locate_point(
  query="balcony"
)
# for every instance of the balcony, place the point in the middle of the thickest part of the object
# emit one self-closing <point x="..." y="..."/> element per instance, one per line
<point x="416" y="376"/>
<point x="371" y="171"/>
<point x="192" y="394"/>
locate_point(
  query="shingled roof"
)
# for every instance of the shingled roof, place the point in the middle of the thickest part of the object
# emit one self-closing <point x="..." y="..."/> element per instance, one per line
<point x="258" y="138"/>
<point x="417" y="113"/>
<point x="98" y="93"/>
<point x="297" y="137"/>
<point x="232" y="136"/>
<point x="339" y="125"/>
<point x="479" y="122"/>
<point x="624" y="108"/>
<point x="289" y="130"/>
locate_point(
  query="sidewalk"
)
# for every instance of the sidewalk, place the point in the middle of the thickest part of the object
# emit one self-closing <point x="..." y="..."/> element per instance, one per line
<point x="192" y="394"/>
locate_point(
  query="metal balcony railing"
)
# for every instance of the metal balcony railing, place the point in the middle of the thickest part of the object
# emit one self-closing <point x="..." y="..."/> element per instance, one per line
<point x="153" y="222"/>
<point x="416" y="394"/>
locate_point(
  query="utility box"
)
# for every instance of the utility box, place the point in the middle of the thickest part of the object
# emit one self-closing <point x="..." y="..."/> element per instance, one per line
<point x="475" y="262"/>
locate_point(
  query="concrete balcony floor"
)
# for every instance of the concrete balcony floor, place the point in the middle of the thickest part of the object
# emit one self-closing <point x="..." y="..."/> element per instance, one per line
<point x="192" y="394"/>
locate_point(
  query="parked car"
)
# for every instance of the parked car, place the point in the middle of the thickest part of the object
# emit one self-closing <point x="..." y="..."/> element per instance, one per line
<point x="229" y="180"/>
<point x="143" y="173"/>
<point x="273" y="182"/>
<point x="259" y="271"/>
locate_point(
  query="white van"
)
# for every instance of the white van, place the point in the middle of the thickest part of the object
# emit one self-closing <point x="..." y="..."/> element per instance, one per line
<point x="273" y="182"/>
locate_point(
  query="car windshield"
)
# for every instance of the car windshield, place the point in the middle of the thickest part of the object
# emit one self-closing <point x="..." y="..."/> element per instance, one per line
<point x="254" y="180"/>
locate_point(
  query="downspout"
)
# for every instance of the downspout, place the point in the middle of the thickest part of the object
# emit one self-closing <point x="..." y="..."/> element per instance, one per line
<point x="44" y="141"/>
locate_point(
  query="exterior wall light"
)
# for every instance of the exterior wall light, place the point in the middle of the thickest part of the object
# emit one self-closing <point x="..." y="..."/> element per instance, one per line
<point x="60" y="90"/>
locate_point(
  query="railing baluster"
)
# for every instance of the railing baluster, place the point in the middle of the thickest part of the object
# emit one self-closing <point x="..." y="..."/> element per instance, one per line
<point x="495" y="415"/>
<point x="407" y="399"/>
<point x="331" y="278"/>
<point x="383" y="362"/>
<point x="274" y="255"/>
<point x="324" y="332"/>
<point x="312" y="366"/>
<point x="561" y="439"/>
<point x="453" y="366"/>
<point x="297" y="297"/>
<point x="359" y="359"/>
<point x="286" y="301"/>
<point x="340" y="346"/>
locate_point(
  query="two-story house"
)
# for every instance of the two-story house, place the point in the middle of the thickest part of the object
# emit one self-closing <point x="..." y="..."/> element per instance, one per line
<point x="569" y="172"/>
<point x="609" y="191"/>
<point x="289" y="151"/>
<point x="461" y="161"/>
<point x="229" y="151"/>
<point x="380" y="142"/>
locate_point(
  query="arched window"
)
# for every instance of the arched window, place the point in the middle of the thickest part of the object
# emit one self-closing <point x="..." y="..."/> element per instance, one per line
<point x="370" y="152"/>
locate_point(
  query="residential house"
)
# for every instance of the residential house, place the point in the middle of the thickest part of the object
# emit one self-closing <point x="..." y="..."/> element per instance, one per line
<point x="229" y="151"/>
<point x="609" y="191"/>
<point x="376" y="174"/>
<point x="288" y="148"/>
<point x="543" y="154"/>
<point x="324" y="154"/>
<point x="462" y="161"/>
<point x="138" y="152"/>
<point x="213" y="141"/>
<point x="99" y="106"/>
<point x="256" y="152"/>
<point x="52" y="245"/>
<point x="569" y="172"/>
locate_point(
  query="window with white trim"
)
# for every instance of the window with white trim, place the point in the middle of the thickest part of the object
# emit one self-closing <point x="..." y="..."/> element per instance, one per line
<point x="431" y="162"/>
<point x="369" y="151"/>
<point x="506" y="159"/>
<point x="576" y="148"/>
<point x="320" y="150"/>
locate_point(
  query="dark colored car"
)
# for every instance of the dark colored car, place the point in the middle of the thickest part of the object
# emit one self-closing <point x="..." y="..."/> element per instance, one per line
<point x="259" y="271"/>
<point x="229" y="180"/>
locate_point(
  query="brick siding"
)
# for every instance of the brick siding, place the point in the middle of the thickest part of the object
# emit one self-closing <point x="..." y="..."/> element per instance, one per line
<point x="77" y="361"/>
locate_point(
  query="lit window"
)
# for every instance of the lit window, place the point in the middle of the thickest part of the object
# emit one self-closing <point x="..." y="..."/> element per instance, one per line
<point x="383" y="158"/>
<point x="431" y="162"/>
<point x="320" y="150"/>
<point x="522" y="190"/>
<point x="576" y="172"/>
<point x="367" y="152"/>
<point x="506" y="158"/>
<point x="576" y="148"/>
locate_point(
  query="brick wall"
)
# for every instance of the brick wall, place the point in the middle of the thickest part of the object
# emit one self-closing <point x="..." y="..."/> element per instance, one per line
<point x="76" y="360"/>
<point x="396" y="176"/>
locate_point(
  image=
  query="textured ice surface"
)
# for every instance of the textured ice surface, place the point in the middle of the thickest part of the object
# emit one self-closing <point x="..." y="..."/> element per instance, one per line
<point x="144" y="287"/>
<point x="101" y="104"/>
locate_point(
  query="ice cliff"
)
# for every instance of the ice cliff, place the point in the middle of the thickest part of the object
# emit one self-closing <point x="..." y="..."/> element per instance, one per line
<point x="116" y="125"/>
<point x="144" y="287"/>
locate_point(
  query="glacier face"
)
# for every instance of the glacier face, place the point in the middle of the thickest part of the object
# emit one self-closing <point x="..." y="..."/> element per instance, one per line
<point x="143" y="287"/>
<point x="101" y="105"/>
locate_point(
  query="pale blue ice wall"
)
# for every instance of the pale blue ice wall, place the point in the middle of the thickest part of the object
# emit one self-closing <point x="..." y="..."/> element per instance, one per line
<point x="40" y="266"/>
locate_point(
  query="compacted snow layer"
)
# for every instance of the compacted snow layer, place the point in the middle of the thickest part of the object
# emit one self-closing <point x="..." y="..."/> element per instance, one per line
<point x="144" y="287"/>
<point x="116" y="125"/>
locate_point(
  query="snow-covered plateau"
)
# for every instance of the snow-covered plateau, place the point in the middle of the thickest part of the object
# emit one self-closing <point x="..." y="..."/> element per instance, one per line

> Work to be completed
Repeat the whole listing exactly, keeping every line intact.

> Solution for this task
locate_point(
  query="balcony"
)
# for every instance of the balcony, place the point in the middle of the thickest part of the object
# emit one self-closing <point x="..." y="..."/> element per instance, one per line
<point x="416" y="376"/>
<point x="371" y="171"/>
<point x="192" y="394"/>
locate_point(
  query="shingled roof"
)
# for every instance of the shingled roof, place the point in the middle of the thickest part of the object
# emit one self-closing <point x="..." y="..."/> element per instance, one per line
<point x="258" y="138"/>
<point x="417" y="113"/>
<point x="98" y="93"/>
<point x="297" y="137"/>
<point x="232" y="136"/>
<point x="339" y="125"/>
<point x="479" y="122"/>
<point x="624" y="108"/>
<point x="289" y="130"/>
locate_point(
  query="sidewalk"
)
# for every instance of the sidewalk, place the point in the middle of the thickest part of the object
# emit one self-closing <point x="..." y="..."/> element per instance, one per line
<point x="192" y="394"/>
locate_point(
  query="metal balcony railing"
)
# for every instance of the metal balcony railing, place the point in the middle of the thickest part of the object
# emit one self-closing <point x="..." y="..."/> element per instance, one per line
<point x="153" y="222"/>
<point x="416" y="394"/>
locate_point(
  query="utility box"
)
# for every instance of the utility box, place the point in the middle of the thickest part of the object
# emit one self-closing <point x="..." y="..."/> element per instance, one per line
<point x="475" y="262"/>
locate_point(
  query="concrete balcony floor"
)
# for every instance of the concrete balcony floor, place the point in the middle of the thickest part of the object
# emit one self-closing <point x="..." y="..."/> element per instance, one per line
<point x="192" y="394"/>
locate_point(
  query="parked car"
)
# for every instance of the parked car, place the point in the middle of the thickest part of the object
# emit one self-closing <point x="..." y="..."/> element per instance, one per line
<point x="229" y="180"/>
<point x="143" y="173"/>
<point x="273" y="182"/>
<point x="259" y="271"/>
locate_point(
  query="white van"
)
# for every instance of the white van, place the point in the middle of the thickest part of the object
# emit one self-closing <point x="..." y="..."/> element per instance, one per line
<point x="273" y="182"/>
locate_point(
  query="car windshield"
)
# for every instance of the car windshield, place the point in the middle of the thickest part of the object
# emit one self-closing <point x="..." y="..."/> element per instance, one per line
<point x="254" y="180"/>
locate_point(
  query="downspout"
)
# for every instance of the downspout, place the point in the middle of the thickest part of the object
# emit one self-closing <point x="..." y="..."/> element per instance, one per line
<point x="44" y="141"/>
locate_point(
  query="exterior wall light"
)
# for every instance of the exterior wall light, place the point in the middle of the thickest part of the object
# emit one self-closing <point x="..." y="..."/> element per instance, one per line
<point x="60" y="90"/>
locate_point(
  query="railing baluster"
)
# for every instance of the railing baluster, place the point in the middle of the thickest part of the object
# emit one self-closing <point x="..." y="..."/> element per instance, one per line
<point x="495" y="415"/>
<point x="407" y="399"/>
<point x="331" y="278"/>
<point x="383" y="362"/>
<point x="274" y="255"/>
<point x="324" y="332"/>
<point x="312" y="366"/>
<point x="561" y="439"/>
<point x="453" y="366"/>
<point x="297" y="297"/>
<point x="359" y="359"/>
<point x="286" y="301"/>
<point x="340" y="346"/>
locate_point(
  query="two-story house"
)
# for every instance of the two-story house, place the point in the middle of the thickest part of the object
# emit one self-closing <point x="..." y="..."/> element per instance, one per line
<point x="569" y="172"/>
<point x="609" y="191"/>
<point x="289" y="151"/>
<point x="461" y="161"/>
<point x="229" y="151"/>
<point x="380" y="142"/>
locate_point(
  query="arched window"
)
# for every instance of the arched window, place the point in the middle of the thickest part of the object
# emit one self-closing <point x="..." y="..."/> element per instance, one per line
<point x="370" y="152"/>
locate_point(
  query="residential house"
)
# for every instance of the residential house, place the point in the middle of the thickest part of the object
# emit one self-closing <point x="..." y="..."/> element per instance, one per line
<point x="229" y="151"/>
<point x="609" y="191"/>
<point x="376" y="174"/>
<point x="288" y="148"/>
<point x="543" y="154"/>
<point x="324" y="154"/>
<point x="462" y="161"/>
<point x="138" y="152"/>
<point x="213" y="141"/>
<point x="99" y="106"/>
<point x="256" y="152"/>
<point x="52" y="245"/>
<point x="569" y="172"/>
locate_point(
  query="window with white trim"
)
# for every instance of the window with white trim, place the point in the middle of the thickest part of the object
# emit one self-closing <point x="..." y="..."/> element per instance, one per line
<point x="431" y="162"/>
<point x="369" y="151"/>
<point x="506" y="159"/>
<point x="576" y="148"/>
<point x="320" y="150"/>
locate_point(
  query="dark colored car"
)
# for every instance of the dark colored car, place the point in the middle of the thickest part of the object
# emit one self-closing <point x="..." y="..."/> element per instance, one per line
<point x="259" y="271"/>
<point x="229" y="180"/>
locate_point(
  query="brick siding"
)
# for every instance of the brick siding, place the point in the middle of the thickest part of the object
# emit one self-closing <point x="..." y="..."/> element per instance, one per line
<point x="77" y="361"/>
locate_point(
  query="lit window"
)
# for every instance of the lit window, place the point in the middle of the thickest part of the object
# emit one self-closing <point x="..." y="..."/> element per instance, one per line
<point x="383" y="158"/>
<point x="431" y="162"/>
<point x="320" y="150"/>
<point x="522" y="190"/>
<point x="576" y="172"/>
<point x="367" y="152"/>
<point x="506" y="158"/>
<point x="576" y="148"/>
locate_point(
  query="brick wall"
)
# for every instance of the brick wall, place the point in the middle of the thickest part of the object
# emit one self-closing <point x="..." y="..."/> element per instance, one per line
<point x="76" y="360"/>
<point x="396" y="176"/>
locate_point(
  image=
  query="textured ice surface"
)
# for every instance of the textured ice surface, place the point in the middle of the thickest part of the object
# emit one self-closing <point x="..." y="..."/> element per instance, one per line
<point x="144" y="287"/>
<point x="101" y="104"/>
locate_point(
  query="ice cliff"
)
# for every instance of the ice cliff, place the point in the middle of the thickest part of the object
# emit one self-closing <point x="..." y="..."/> element per instance, one per line
<point x="116" y="125"/>
<point x="144" y="287"/>
locate_point(
  query="glacier face"
)
# for every instance of the glacier face, place the point in the middle of the thickest part of the object
# emit one self-closing <point x="..." y="..."/> element per instance, one per line
<point x="143" y="287"/>
<point x="101" y="105"/>
locate_point(
  query="pale blue ice wall"
)
# for every instance of the pale blue ice wall, place the point in the middle of the thickest part of the object
# emit one self-closing <point x="..." y="..."/> element per instance, one per line
<point x="40" y="266"/>
locate_point(
  query="compacted snow layer"
)
# for every instance of the compacted snow layer, place the point in the middle of the thickest part of the object
# emit one self-closing <point x="..." y="..."/> element per instance, one per line
<point x="144" y="287"/>
<point x="116" y="125"/>
locate_point(
  query="snow-covered plateau"
)
# for every instance of the snow-covered plateau, place the point in the middle of the thickest part of the object
# emit one self-closing <point x="..." y="..."/> element per instance, one per line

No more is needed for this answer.